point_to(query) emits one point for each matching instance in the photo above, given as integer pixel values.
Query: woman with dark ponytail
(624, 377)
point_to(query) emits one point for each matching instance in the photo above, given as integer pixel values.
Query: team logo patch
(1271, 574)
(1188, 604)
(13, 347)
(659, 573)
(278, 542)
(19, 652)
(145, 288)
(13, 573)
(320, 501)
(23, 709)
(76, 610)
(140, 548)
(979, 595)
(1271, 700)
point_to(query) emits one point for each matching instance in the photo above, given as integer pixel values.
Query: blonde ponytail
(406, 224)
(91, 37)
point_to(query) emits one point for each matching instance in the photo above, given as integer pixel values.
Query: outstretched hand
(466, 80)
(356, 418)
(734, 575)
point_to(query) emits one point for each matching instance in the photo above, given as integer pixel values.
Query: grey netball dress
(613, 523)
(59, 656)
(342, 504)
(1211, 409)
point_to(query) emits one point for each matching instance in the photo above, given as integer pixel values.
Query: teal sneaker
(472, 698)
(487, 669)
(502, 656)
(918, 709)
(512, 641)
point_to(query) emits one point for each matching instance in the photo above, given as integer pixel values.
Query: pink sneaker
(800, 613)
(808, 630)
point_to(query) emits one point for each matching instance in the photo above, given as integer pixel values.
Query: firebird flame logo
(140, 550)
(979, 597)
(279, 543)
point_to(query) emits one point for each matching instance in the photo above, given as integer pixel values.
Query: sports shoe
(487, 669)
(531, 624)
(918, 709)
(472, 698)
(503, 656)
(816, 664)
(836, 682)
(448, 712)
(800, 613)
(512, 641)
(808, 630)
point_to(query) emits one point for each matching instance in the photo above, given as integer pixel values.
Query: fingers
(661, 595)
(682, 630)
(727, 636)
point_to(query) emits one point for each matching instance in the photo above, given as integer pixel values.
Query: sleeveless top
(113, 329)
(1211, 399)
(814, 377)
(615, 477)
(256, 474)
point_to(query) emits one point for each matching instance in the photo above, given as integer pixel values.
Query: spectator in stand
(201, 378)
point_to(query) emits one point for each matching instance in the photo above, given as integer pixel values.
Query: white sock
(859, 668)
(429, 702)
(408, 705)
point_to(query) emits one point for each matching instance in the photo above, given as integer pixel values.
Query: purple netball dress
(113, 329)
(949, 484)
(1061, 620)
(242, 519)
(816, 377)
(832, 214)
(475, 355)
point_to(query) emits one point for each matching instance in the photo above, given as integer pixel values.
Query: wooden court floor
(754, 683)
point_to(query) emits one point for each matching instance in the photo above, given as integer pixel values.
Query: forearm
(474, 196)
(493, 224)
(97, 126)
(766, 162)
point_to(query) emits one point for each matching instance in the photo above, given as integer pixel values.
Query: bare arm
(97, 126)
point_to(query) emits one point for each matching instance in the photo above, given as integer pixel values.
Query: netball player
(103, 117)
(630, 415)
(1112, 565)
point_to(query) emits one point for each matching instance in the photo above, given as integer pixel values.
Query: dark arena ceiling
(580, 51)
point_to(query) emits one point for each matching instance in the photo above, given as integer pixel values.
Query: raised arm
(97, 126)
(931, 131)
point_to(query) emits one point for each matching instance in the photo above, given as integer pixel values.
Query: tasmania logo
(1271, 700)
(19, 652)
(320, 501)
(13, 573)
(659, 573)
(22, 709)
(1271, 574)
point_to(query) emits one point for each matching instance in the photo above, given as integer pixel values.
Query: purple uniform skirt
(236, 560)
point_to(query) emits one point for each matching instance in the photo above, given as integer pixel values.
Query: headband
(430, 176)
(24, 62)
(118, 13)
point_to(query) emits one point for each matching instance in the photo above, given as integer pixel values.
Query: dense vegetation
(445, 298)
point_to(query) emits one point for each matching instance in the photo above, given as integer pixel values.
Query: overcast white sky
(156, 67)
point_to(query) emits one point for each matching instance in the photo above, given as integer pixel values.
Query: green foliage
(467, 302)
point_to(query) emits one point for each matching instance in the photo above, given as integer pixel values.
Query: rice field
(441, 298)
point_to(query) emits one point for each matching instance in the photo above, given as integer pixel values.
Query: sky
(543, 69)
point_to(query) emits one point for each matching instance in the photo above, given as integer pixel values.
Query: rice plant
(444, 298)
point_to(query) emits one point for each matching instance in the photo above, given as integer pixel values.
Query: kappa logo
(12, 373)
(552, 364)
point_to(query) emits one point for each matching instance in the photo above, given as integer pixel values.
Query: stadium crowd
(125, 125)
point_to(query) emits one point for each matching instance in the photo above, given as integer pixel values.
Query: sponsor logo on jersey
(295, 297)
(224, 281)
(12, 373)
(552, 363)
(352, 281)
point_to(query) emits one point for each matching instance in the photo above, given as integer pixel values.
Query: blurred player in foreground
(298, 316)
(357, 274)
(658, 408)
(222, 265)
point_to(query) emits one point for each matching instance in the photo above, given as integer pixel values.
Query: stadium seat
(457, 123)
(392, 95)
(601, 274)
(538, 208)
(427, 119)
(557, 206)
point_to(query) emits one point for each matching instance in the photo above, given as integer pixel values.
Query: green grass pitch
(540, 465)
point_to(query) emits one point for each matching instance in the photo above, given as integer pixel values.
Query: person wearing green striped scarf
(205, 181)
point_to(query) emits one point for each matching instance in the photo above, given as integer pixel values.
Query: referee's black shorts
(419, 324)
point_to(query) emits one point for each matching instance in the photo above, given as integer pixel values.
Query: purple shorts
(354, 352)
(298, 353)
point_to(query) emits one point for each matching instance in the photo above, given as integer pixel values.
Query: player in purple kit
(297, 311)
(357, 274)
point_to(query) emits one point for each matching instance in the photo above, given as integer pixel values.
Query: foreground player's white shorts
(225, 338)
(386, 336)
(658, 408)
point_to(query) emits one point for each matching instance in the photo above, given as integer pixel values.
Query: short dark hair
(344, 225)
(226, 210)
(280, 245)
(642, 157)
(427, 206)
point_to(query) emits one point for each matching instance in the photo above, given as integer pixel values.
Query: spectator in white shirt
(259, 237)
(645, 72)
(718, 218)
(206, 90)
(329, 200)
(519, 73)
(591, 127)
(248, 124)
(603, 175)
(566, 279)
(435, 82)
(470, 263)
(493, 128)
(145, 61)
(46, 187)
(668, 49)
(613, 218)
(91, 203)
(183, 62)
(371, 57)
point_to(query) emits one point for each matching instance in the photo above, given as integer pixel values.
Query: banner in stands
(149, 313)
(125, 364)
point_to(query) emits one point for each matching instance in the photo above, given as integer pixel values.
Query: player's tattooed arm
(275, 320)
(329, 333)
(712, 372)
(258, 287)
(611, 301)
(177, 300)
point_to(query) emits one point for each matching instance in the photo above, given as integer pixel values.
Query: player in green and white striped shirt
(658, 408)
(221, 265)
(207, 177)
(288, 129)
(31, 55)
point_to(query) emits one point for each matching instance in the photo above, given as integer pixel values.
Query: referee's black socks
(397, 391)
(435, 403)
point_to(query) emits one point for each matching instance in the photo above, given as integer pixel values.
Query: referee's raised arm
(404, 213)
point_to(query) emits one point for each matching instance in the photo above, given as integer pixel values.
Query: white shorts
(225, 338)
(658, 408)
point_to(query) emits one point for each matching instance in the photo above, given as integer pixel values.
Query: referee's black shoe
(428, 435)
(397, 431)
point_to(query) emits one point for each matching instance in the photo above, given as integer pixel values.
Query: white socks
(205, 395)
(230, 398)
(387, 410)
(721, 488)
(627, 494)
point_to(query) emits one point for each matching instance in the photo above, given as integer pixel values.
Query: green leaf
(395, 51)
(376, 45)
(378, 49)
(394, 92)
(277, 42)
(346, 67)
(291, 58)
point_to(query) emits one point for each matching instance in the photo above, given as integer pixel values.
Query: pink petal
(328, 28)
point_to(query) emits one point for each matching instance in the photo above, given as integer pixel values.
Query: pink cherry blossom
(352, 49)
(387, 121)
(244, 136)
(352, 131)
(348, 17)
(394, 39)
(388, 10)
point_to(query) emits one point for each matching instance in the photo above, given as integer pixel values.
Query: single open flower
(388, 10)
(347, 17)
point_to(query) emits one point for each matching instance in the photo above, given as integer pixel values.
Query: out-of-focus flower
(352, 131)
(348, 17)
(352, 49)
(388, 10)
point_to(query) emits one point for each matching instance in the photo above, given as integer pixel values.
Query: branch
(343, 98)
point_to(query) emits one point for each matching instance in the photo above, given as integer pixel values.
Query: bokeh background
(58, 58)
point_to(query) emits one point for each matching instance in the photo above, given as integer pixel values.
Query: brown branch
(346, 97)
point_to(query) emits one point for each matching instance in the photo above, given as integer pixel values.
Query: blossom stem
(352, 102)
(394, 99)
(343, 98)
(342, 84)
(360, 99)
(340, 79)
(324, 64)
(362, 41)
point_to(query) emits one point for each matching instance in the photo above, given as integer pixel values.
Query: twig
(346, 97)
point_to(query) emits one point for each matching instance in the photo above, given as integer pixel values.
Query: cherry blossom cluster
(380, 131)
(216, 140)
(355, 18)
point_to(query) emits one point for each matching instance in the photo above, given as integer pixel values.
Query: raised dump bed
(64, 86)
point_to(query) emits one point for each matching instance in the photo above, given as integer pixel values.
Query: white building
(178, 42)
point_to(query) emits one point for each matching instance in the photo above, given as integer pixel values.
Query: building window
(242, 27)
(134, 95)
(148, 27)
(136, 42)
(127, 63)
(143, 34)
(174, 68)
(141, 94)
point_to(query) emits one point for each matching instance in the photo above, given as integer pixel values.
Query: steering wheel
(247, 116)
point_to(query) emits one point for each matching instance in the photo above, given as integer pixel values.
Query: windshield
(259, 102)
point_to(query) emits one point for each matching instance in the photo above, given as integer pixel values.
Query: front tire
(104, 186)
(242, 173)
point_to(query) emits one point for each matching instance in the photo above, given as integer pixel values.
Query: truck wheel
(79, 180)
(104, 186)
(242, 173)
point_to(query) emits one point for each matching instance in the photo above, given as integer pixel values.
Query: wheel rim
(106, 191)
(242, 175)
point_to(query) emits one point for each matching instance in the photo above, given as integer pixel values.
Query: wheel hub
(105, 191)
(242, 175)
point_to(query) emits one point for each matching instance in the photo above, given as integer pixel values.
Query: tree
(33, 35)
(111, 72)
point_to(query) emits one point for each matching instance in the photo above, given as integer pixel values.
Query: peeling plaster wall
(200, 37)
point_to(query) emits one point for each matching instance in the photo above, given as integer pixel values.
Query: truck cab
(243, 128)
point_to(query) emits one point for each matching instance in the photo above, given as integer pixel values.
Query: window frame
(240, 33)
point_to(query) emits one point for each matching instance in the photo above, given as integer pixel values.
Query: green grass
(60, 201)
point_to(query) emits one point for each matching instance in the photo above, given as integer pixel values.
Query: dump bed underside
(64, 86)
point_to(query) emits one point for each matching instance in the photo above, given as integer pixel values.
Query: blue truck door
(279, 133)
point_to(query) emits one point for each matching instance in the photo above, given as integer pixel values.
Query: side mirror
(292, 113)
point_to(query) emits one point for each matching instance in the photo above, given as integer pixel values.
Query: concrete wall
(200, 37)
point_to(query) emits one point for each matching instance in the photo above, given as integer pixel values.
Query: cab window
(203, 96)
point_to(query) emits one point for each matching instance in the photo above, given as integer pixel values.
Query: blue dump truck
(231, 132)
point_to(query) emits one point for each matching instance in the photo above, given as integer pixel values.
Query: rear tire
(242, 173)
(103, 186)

::::::::::

Given request
Gather every line of the data that contains the string "player". Case counts.

Full solution
Query: netball player
Query: blurred player in foreground
Query: player in purple kit
Query: foreground player's white shorts
Query: player's tattooed arm
Query: player in green and white striped shirt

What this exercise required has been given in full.